* **DATASET ROWS**:

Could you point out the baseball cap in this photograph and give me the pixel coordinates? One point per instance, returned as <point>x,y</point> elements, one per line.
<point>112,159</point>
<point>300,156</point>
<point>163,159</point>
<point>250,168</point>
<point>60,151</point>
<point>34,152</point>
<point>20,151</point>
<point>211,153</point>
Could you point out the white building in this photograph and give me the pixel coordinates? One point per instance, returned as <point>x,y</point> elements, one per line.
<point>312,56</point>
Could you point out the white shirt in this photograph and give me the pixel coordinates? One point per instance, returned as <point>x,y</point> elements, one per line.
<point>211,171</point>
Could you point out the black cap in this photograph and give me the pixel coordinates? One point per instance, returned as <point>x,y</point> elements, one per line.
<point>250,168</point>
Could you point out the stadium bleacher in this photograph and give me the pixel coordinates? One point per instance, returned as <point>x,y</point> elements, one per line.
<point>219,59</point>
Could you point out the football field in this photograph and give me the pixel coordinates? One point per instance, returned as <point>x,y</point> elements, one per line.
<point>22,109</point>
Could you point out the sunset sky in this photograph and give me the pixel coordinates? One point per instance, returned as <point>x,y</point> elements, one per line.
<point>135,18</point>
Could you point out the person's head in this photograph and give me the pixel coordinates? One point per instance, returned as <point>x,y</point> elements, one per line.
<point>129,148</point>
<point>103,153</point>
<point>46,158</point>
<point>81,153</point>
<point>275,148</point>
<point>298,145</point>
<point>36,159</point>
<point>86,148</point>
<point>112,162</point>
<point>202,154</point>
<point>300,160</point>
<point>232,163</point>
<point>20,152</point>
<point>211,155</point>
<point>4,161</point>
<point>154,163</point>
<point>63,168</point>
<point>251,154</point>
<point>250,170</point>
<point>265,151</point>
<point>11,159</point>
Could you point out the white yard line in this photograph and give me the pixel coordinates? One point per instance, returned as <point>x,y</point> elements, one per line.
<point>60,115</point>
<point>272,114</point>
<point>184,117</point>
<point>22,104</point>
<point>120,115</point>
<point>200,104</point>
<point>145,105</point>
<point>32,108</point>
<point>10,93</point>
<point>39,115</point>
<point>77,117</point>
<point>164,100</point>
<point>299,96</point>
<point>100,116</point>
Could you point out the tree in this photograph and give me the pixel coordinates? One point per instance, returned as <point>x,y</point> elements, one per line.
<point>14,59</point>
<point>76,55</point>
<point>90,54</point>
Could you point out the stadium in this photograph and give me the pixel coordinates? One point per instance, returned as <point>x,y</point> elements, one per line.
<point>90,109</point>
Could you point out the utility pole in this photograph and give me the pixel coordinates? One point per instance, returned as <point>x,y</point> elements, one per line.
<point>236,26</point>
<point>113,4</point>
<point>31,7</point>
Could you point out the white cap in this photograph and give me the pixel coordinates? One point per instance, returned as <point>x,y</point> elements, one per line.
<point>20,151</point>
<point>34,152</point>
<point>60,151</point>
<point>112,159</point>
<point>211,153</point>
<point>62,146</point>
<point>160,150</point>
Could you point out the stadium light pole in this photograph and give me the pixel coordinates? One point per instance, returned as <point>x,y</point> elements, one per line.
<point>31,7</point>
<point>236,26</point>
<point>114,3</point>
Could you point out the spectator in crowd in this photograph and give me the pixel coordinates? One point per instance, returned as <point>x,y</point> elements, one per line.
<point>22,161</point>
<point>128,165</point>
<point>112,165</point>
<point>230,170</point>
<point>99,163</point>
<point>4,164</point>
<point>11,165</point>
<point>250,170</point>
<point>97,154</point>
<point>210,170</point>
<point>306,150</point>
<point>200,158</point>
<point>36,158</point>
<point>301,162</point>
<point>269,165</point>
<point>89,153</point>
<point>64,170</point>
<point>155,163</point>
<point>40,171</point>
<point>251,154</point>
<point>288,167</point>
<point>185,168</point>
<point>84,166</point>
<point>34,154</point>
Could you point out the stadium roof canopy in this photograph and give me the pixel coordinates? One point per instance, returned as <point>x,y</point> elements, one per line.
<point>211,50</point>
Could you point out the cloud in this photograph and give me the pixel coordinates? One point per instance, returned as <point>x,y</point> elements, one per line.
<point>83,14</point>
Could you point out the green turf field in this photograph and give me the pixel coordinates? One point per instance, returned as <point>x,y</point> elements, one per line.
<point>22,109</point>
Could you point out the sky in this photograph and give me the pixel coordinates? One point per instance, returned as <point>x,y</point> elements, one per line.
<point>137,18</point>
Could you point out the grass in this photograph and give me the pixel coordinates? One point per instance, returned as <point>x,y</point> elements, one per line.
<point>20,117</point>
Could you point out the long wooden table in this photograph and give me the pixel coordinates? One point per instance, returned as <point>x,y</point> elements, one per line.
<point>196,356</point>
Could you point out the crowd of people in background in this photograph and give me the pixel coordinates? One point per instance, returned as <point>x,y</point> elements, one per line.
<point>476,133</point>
--
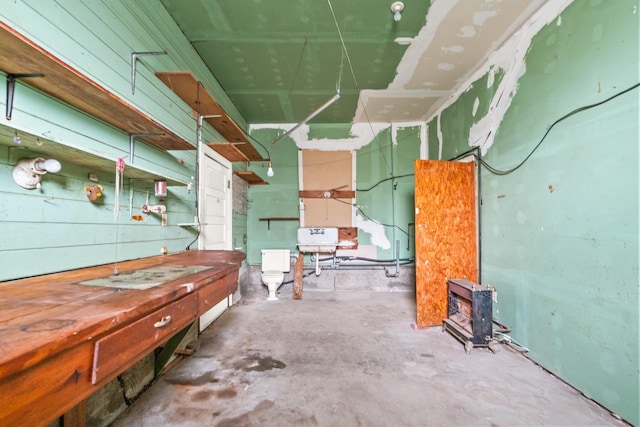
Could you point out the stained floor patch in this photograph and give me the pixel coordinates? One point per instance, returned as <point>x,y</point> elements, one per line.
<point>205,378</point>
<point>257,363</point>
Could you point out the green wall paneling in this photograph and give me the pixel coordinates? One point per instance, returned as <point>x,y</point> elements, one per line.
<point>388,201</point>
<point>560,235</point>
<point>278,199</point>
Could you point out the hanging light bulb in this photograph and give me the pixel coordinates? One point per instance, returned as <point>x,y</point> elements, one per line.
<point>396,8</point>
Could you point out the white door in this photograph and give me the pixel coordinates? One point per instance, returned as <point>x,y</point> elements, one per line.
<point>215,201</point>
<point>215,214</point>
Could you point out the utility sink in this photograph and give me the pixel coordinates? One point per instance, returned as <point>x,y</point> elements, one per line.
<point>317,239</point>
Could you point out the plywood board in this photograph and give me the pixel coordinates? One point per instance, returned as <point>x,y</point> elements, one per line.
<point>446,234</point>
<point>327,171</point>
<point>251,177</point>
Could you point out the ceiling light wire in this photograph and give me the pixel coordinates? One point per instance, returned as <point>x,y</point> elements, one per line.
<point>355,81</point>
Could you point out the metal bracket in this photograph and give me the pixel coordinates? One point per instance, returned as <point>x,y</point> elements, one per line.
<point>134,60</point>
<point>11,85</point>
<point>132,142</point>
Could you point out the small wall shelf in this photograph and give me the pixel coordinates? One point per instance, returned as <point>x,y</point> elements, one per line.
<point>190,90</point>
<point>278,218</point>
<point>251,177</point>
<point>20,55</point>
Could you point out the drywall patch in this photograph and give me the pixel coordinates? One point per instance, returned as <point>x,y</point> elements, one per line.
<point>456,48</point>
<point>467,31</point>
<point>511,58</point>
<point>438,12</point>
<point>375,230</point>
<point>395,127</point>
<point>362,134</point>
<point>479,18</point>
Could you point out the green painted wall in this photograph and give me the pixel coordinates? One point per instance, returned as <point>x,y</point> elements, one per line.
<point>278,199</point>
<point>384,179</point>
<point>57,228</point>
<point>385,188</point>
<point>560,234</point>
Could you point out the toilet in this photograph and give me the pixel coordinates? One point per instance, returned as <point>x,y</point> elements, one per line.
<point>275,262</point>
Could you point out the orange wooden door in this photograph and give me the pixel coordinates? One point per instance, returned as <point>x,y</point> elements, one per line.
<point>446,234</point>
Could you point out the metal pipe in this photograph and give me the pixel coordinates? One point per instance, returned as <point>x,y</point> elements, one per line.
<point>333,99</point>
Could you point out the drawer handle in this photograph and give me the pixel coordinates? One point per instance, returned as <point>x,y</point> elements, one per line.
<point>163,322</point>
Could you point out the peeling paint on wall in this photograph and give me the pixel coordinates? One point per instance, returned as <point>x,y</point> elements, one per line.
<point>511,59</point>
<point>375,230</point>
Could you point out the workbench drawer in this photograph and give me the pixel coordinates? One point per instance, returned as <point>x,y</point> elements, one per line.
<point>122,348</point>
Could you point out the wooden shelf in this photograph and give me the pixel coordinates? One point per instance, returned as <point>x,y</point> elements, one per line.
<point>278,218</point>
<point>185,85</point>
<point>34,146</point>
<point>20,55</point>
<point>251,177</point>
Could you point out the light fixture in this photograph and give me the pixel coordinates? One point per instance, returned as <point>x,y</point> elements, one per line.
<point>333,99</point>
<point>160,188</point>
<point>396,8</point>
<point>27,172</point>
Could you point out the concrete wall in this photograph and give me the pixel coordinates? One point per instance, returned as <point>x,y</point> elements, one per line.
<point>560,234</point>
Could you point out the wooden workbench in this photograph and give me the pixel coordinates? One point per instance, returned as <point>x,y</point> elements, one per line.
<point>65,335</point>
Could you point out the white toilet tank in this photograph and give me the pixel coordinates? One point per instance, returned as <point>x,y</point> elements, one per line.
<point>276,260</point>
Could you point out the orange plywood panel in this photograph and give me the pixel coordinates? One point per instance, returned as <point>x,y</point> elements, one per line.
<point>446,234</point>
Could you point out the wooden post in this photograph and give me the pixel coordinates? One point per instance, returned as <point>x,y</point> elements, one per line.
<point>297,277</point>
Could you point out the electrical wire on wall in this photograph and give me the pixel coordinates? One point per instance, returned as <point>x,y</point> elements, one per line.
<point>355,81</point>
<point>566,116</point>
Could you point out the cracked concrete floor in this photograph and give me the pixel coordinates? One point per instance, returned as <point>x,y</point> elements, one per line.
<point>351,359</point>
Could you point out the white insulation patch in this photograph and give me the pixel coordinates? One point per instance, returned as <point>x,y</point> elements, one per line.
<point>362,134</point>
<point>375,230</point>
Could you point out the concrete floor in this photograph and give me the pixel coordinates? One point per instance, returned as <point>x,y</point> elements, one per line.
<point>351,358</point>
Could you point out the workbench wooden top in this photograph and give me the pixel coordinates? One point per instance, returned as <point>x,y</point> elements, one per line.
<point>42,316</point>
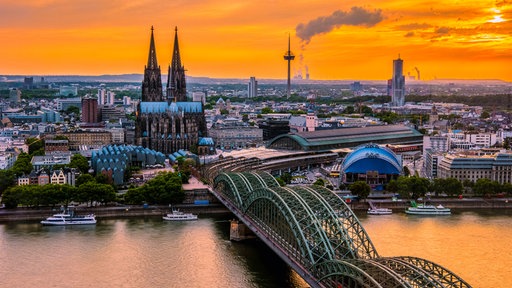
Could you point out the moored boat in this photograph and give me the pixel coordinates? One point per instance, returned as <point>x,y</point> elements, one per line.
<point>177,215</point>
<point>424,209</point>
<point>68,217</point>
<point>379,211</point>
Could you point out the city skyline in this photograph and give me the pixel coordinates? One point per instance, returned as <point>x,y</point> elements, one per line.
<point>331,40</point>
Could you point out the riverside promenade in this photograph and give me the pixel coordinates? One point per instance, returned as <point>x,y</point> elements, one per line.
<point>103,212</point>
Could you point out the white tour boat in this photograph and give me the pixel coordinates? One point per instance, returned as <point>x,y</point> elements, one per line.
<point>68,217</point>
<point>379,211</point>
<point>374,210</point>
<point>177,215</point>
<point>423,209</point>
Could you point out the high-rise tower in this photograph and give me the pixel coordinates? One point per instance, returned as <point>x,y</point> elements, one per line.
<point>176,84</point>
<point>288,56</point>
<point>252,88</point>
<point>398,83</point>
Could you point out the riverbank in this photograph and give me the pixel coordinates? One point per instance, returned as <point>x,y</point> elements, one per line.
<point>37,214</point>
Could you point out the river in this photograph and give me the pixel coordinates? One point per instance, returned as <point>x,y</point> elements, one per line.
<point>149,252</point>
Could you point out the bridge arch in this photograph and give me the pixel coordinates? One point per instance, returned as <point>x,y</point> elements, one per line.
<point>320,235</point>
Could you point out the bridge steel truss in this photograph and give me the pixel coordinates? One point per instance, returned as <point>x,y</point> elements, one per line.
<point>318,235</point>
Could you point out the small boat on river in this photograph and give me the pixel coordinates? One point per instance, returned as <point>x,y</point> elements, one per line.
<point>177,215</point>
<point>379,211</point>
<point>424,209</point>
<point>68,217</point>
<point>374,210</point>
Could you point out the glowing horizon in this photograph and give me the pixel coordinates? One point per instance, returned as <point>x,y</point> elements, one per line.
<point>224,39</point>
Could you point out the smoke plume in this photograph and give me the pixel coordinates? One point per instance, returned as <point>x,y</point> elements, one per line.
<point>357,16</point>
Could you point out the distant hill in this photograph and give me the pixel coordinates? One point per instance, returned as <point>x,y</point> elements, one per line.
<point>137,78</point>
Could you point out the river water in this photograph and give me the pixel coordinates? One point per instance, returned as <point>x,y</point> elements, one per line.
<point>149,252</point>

* **REQUIRED WORK**:
Print, unchanged, the lines from the one containing "Could you point out the white tour" through the one containing "<point>423,209</point>", inclusive.

* **OUTPUT OF THE EXERCISE**:
Could you point out the white tour boat in this photograph and give me the pixel coordinates? One point per instance, returned as <point>x,y</point> elements, one per line.
<point>68,217</point>
<point>379,211</point>
<point>374,210</point>
<point>177,215</point>
<point>423,209</point>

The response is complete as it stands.